Jason was a friend who we constantly got in trouble with, mainly at school. He was my pal, my buddy and someone who would always listen, that is after he had his say. I love him dearly, my mate always.

 

Elaine:
With lots of fond memories of fun filled parties. Never forget the big hat in ‘Wild Women’
Rest in Peace
 

Harpreet:
The first time, age 8, a tall geeky boy, who am I to talk I had 5ft hair. From that day you have always been special. Really don’t know what to write but you know what I feel. Good times and good laughs, memories that will last forever. There will be many more to come both here and where you are. Take care and rest in peace Macca. Always
 

Clare Brookes:
The first time I met Jason was at Elaine’s wedding. I didn’t know any of John’s friends, but Jason greeted me with such warmth and friendship that I felt like I known him for years. He became a true friend and I will remember him with great fondness and love. God bless.
 

Sue:
Jason was someone I knew before I met him – he was John’s friend and I was Clare’s (since she was a baby person). Jason and I just clicked. We had writing in common and were both passionate about that. I only realised today that we shared the same birthday – Feb 8th – no wonder we were so alike. Only I’m not 6’5” and ginger. Gonna miss you Jason. I hope you know that you were loved. Always.
● ● ● ● ● ● ●
> **GIVEN REQUEST 1**:
In the tributes to Jason, where did Clare Brookes first meet him?
> **GIVEN REQUEST 2**:
Reproduce the passage of the tributes to Jason from "Jason was a friend" to "my mate always.".
● ● ● ● ● ● ●
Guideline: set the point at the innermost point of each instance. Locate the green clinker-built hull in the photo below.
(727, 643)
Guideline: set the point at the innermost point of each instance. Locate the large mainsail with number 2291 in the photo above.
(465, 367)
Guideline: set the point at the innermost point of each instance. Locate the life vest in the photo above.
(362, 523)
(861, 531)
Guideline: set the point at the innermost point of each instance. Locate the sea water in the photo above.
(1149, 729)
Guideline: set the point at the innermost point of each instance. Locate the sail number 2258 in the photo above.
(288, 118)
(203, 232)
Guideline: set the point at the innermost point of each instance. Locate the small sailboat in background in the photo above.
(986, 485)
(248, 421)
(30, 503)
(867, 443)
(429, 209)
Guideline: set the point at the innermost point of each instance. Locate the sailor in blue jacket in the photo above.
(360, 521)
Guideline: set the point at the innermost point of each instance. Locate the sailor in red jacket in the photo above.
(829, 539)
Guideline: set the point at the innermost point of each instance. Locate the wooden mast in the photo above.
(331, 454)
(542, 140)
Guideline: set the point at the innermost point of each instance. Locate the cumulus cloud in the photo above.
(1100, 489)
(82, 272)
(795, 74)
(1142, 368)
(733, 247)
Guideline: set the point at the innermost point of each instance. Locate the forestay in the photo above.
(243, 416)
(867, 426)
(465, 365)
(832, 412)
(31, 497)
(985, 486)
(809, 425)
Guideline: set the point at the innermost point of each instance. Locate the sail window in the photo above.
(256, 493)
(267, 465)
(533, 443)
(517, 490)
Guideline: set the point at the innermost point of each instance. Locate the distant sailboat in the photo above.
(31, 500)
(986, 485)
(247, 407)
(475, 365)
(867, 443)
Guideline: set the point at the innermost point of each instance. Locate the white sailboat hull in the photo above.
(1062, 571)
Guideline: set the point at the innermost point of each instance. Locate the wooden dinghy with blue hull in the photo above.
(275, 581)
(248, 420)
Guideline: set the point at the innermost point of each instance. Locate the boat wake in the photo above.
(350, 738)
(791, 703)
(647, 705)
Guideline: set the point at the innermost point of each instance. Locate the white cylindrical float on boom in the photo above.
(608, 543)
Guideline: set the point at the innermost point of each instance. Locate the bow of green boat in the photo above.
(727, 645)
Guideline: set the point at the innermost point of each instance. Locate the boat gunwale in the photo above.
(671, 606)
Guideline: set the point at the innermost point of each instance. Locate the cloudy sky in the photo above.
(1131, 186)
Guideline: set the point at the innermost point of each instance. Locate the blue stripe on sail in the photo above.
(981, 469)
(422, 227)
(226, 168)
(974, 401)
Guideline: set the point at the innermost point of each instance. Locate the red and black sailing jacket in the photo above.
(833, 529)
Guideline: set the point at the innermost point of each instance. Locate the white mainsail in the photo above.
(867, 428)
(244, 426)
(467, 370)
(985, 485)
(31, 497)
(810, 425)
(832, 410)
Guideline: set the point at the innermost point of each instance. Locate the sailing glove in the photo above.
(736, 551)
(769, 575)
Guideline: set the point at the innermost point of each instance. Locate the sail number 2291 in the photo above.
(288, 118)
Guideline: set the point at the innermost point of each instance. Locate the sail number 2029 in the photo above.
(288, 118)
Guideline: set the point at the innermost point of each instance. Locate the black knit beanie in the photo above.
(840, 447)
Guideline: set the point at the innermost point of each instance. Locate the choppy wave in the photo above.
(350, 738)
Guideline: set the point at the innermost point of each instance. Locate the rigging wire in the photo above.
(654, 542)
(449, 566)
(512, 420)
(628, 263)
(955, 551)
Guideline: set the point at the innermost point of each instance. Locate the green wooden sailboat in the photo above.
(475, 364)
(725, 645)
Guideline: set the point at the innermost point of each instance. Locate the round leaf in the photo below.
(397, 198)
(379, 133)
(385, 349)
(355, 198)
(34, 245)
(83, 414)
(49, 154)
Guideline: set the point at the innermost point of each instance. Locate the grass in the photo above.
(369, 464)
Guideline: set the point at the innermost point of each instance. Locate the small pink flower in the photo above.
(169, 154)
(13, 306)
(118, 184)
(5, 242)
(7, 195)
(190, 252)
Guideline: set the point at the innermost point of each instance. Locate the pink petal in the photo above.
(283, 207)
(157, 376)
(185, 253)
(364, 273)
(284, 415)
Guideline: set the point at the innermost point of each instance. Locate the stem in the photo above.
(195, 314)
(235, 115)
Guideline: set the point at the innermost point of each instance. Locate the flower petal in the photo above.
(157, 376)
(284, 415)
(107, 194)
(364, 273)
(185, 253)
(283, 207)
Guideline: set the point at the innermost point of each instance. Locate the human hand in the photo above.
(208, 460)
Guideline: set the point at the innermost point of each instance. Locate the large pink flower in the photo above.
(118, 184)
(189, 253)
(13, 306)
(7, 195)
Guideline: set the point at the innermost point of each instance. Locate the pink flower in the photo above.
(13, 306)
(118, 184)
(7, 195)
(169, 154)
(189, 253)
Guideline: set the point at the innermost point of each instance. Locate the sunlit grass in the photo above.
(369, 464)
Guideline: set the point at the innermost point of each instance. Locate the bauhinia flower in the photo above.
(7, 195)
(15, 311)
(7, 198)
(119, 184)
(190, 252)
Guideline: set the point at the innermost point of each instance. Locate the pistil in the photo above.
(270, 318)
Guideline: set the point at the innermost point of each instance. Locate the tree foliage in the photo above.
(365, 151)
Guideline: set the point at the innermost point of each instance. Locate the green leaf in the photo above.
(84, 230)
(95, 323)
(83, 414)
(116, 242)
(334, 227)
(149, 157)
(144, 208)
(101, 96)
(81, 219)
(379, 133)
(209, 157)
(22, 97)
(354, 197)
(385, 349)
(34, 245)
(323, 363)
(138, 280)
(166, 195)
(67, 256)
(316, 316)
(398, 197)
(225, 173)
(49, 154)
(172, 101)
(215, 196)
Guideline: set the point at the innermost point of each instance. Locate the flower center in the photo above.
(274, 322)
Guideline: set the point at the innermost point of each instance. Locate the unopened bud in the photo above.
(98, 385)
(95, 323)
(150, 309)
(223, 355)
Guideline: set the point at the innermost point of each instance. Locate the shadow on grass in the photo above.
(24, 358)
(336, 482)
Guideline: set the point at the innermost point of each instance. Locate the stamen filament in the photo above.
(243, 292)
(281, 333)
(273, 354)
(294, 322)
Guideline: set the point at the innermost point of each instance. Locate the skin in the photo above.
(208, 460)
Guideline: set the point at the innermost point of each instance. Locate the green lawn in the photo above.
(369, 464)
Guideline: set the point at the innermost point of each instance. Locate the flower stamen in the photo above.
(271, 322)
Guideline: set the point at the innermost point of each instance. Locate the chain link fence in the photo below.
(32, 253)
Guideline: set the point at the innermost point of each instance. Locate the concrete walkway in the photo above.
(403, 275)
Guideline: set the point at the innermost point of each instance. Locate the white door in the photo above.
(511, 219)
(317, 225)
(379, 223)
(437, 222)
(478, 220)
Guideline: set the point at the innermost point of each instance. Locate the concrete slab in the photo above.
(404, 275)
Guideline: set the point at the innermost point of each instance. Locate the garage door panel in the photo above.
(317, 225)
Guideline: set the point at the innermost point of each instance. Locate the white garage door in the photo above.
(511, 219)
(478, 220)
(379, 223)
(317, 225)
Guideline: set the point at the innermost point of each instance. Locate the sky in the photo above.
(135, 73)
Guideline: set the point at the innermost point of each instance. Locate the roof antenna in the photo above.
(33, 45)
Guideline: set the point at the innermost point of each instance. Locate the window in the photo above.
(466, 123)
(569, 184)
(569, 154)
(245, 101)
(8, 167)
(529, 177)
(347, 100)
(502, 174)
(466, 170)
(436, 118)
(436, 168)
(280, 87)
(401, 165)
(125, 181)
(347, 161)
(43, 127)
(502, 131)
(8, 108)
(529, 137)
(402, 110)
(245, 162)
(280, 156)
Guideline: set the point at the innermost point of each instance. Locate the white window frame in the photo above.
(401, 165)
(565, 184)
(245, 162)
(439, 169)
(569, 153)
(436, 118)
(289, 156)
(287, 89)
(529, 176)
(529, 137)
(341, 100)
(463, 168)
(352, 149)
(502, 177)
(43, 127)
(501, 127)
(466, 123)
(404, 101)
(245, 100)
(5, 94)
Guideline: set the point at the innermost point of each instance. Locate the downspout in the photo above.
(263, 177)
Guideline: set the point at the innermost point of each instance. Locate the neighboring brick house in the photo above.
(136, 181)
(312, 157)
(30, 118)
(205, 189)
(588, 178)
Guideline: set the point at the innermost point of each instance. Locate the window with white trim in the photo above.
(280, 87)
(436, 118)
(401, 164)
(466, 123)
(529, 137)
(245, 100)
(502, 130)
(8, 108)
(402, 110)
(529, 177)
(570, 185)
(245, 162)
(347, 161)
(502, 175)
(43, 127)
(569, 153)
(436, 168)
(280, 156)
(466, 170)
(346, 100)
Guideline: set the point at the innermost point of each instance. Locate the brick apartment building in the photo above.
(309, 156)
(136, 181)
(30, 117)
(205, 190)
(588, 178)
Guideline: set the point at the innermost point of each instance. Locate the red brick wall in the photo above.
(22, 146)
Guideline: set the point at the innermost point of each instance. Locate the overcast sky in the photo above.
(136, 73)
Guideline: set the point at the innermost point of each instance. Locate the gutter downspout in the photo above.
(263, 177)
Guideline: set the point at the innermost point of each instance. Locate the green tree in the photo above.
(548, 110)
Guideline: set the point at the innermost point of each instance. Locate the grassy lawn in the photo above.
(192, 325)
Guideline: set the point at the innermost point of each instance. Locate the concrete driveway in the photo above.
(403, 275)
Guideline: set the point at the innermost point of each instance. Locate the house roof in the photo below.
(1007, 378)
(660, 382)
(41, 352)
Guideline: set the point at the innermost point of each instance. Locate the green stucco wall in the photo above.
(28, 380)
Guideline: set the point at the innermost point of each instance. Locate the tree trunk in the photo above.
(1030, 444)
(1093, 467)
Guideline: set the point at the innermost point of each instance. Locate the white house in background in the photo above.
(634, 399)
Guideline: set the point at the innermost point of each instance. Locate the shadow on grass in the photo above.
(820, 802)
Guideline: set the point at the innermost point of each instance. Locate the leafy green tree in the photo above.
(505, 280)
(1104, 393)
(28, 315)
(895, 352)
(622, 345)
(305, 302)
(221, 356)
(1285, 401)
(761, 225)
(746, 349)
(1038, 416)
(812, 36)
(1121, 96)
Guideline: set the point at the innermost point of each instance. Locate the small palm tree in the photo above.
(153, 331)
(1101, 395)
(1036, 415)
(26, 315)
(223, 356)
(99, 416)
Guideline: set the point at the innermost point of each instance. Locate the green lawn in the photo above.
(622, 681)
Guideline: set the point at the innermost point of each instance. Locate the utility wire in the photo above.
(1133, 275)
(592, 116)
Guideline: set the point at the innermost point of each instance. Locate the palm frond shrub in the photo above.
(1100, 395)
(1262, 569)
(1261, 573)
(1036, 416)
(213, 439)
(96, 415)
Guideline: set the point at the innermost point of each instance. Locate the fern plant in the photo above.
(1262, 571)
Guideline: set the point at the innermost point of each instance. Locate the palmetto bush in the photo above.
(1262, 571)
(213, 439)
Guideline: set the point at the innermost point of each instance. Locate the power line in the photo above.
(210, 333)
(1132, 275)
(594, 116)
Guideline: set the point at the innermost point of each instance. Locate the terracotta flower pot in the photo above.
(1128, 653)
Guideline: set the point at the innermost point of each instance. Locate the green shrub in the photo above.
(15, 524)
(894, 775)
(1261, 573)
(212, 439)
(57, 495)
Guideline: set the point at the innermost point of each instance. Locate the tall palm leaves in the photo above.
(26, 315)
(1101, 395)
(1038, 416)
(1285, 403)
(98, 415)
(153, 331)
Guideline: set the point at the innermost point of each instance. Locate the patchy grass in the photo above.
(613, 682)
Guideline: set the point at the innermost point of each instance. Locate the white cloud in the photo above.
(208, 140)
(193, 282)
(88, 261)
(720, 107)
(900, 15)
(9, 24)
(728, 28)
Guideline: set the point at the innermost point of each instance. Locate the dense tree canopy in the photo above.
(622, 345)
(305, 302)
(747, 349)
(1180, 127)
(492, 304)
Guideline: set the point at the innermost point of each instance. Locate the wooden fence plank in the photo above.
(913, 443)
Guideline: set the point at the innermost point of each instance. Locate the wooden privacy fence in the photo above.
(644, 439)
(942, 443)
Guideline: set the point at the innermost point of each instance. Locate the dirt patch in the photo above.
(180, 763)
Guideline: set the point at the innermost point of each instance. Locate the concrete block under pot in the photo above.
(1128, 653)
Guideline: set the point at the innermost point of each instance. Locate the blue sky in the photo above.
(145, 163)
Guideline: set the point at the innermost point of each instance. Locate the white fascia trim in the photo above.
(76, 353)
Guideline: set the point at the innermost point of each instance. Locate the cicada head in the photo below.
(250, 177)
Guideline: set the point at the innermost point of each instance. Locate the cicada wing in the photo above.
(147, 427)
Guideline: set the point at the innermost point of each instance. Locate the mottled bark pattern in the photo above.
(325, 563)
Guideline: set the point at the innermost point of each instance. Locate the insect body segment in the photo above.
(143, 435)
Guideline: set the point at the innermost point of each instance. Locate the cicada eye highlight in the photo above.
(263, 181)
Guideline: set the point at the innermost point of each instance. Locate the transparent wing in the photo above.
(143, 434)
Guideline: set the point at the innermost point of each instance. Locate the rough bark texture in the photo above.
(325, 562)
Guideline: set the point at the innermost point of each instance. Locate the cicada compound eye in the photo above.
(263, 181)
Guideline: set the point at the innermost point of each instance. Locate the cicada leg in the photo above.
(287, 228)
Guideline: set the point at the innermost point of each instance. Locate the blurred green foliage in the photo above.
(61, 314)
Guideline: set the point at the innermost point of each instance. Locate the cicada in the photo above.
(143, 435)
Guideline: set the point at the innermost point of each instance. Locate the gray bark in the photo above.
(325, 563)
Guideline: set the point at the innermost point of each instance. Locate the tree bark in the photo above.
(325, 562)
● ● ● ● ● ● ●
> **EXPECTED OUTPUT 1**:
At Elaine's wedding.

> **EXPECTED OUTPUT 2**:
Jason was a friend who we constantly got in trouble with, mainly at school. He was my pal, my buddy and someone who would always listen, that is after he had his say. I love him dearly, my mate always.